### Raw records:
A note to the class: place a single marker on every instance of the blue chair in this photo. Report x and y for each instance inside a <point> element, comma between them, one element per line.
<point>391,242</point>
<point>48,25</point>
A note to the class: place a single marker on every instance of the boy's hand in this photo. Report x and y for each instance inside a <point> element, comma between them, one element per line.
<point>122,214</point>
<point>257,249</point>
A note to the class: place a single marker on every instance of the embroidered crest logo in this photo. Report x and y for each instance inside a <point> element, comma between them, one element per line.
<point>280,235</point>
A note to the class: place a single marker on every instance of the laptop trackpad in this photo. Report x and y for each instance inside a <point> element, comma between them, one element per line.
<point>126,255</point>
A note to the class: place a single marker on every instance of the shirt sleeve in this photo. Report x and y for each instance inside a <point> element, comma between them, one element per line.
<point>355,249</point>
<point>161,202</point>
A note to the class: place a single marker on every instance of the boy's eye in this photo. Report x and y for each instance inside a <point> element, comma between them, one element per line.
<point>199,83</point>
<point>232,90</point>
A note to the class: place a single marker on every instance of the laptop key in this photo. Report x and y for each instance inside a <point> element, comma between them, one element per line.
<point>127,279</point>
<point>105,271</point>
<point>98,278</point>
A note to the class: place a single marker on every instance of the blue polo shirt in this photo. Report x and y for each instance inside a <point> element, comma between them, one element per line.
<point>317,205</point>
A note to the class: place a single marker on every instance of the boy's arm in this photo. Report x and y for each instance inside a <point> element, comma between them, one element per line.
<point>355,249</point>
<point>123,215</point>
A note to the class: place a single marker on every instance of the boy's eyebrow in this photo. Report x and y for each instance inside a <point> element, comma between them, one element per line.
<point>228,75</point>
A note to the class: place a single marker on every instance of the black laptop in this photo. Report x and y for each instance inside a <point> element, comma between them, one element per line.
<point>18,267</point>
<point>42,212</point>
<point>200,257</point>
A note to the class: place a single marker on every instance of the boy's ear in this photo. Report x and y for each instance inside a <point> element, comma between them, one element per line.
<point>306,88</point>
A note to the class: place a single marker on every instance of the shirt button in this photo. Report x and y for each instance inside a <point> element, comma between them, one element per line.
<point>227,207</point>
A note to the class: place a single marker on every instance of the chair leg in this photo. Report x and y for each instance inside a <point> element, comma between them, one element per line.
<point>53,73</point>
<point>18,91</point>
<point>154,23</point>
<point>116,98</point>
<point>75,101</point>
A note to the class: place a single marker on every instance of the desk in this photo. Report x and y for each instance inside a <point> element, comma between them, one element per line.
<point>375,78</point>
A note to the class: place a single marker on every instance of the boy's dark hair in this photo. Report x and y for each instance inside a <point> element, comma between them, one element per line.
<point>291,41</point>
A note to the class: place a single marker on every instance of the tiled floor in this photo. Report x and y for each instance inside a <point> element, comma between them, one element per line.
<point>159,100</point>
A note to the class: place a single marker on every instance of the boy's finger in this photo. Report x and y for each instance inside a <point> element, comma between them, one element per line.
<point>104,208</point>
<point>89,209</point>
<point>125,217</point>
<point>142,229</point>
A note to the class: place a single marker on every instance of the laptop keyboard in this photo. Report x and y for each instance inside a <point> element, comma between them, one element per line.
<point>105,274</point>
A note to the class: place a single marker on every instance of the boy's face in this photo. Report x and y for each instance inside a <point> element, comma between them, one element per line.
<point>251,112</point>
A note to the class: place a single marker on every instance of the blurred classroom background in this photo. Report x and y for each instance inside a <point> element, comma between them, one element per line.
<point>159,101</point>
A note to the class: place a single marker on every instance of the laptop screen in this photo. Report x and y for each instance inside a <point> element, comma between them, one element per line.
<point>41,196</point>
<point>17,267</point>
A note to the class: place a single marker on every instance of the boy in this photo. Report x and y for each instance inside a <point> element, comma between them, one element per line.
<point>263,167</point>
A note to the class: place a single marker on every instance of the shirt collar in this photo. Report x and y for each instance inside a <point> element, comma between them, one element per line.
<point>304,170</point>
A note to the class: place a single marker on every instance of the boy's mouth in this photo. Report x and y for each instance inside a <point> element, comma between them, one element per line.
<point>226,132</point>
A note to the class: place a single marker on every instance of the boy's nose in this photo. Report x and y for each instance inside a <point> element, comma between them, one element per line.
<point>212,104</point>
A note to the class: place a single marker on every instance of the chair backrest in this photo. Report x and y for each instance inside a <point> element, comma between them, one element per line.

### THE REQUEST:
Update the records from the line with "the boy's eyebrow" up to and including the line with "<point>227,207</point>", putting "pin" wherever "marker" appears and keeping everything else the same. Give only those lines.

### COMPLETE RESPONSE:
A note to the class: place a single pin on every instance of the boy's eyebrow in this photo. Report x and y for each instance inside a <point> element, comma between them, one element per line.
<point>228,75</point>
A note to the class: place a single pin on every instance of the black laptop in this photo. Report x and y for each instance inside a <point> element, comma between them, one element per line.
<point>18,267</point>
<point>42,212</point>
<point>200,257</point>
A note to the class: place a single pin on every instance of the boy's ear in this photo. Report x and y for each instance inside a <point> element, comma between them, one element per line.
<point>306,88</point>
A note to the class: place a single pin on every instance of the shirt button in this photo. Report x and y for each instance inside a <point> element, comma between them, one element per line.
<point>227,207</point>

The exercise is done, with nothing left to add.